WHAT YOU ARE ASKED TO DO: Print the full Pride Month spotlight, reproducing every word and line without any change.

(EXTRACT PROVIDED begins)

Pride Month Spotlight: Uniting Gender, Sexuality, Decolonization, Anti-Racism

Posted on Monday, June 17th, 2024

Dr. Jade Crimson Rose Da Costa, born to a Goan Indian refugee from Uganda and an English-Hungarian factory worker, embodies a multifaceted identity as a gender nonbinary queer woman of color. A scholar, community organizer, knowledge mobilizer, and creative writer, Dr. Da Costa currently serves as a Banting Postdoctoral Fellow at the University of Guelph. Da Costa holds a PhD in Sociology from York University, and their body of work focuses on topics related to anti-racism, decolonization, and intersectionality. Their advocacy work includes founding Erotic Pedagogy, an Instagram page for decolonizing sexual education, and co-founding The People’s Pantry, a mutual aid project addressing food insecurity. Their dissertation, “From Racial Hauntings to Wondrous Echoes: Towards a Collective Memory of HIV/AIDS Resistance”, aims to preserve the legacies of QTBIPOC activists. 

As a Banting Postdoctoral Fellow, Da Costa's research focuses food insecurity among racialized and Indigenous Ontarians in the COVID-19 era. Utilizing digital methods, they are working in partnership with the Re•Vision Centre for Art and Social Justice and the Community Engaged Scholarship Institute at the University of Guelph. They are also the founder and Editor-in-Chief of New Sociology: Journal of Critical Praxis, a platform for marginalized voices in academia. Their work in community-engaged pedagogy and critical health studies reflects their deep commitment to social justice and intersectional advocacy.  

What motivates you to explore specific fields or areas of interest?  

All my work is motivated by my lived experiences as a person from diverse communities and of many identities, many of which marginalized, and my ethical commitment to end white supremacy and the subjugation of all living beings, including the earth.   

What are some common misconceptions about your area of research / study?

(EXTRACT PROVIDED ends)
(INPUT DATA begins)

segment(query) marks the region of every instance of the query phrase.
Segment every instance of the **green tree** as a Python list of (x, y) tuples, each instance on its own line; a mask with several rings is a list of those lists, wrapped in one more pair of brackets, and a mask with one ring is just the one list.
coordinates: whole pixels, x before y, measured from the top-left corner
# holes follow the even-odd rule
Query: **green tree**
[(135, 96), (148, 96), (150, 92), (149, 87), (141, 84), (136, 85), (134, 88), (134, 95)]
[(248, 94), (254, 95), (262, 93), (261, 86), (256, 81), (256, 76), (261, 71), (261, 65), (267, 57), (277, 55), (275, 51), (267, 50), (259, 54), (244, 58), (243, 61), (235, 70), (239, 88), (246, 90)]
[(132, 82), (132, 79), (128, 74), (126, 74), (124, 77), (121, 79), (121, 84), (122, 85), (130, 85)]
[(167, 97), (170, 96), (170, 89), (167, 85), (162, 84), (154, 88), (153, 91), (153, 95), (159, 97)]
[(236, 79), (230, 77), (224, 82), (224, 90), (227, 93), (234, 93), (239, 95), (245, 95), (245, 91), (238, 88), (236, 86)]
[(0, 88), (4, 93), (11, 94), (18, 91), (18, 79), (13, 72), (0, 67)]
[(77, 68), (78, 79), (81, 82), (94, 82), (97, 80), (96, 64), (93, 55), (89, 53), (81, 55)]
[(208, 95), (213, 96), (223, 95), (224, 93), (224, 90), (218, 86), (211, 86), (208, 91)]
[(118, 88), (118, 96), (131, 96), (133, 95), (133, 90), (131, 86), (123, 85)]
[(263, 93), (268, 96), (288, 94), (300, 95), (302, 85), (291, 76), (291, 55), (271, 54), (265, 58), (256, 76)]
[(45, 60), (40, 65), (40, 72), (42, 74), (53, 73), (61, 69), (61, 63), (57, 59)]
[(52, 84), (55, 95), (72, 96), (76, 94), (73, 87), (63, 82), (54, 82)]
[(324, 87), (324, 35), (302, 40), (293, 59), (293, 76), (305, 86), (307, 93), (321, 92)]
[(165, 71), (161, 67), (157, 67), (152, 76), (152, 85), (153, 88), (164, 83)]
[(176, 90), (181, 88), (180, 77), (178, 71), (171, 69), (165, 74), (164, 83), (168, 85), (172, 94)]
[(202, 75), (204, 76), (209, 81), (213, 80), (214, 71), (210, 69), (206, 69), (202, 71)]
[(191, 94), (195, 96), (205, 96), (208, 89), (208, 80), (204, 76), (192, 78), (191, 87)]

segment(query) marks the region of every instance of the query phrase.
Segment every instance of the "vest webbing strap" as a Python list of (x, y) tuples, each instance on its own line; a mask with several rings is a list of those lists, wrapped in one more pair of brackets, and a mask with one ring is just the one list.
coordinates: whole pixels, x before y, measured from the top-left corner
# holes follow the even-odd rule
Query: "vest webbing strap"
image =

(INPUT DATA ends)

ANSWER SPACE:
Pride Month Spotlight: Uniting Gender, Sexuality, Decolonization, Anti-Racism

Posted on Monday, June 17th, 2024

Dr. Jade Crimson Rose Da Costa, born to a Goan Indian refugee from Uganda and an English-Hungarian factory worker, embodies a multifaceted identity as a gender nonbinary queer woman of color. A scholar, community organizer, knowledge mobilizer, and creative writer, Dr. Da Costa currently serves as a Banting Postdoctoral Fellow at the University of Guelph. Da Costa holds a PhD in Sociology from York University, and their body of work focuses on topics related to anti-racism, decolonization, and intersectionality. Their advocacy work includes founding Erotic Pedagogy, an Instagram page for decolonizing sexual education, and co-founding The People’s Pantry, a mutual aid project addressing food insecurity. Their dissertation, “From Racial Hauntings to Wondrous Echoes: Towards a Collective Memory of HIV/AIDS Resistance”, aims to preserve the legacies of QTBIPOC activists. 

As a Banting Postdoctoral Fellow, Da Costa's research focuses food insecurity among racialized and Indigenous Ontarians in the COVID-19 era. Utilizing digital methods, they are working in partnership with the Re•Vision Centre for Art and Social Justice and the Community Engaged Scholarship Institute at the University of Guelph. They are also the founder and Editor-in-Chief of New Sociology: Journal of Critical Praxis, a platform for marginalized voices in academia. Their work in community-engaged pedagogy and critical health studies reflects their deep commitment to social justice and intersectional advocacy.  

What motivates you to explore specific fields or areas of interest?  

All my work is motivated by my lived experiences as a person from diverse communities and of many identities, many of which marginalized, and my ethical commitment to end white supremacy and the subjugation of all living beings, including the earth.   

What are some common misconceptions about your area of research / study?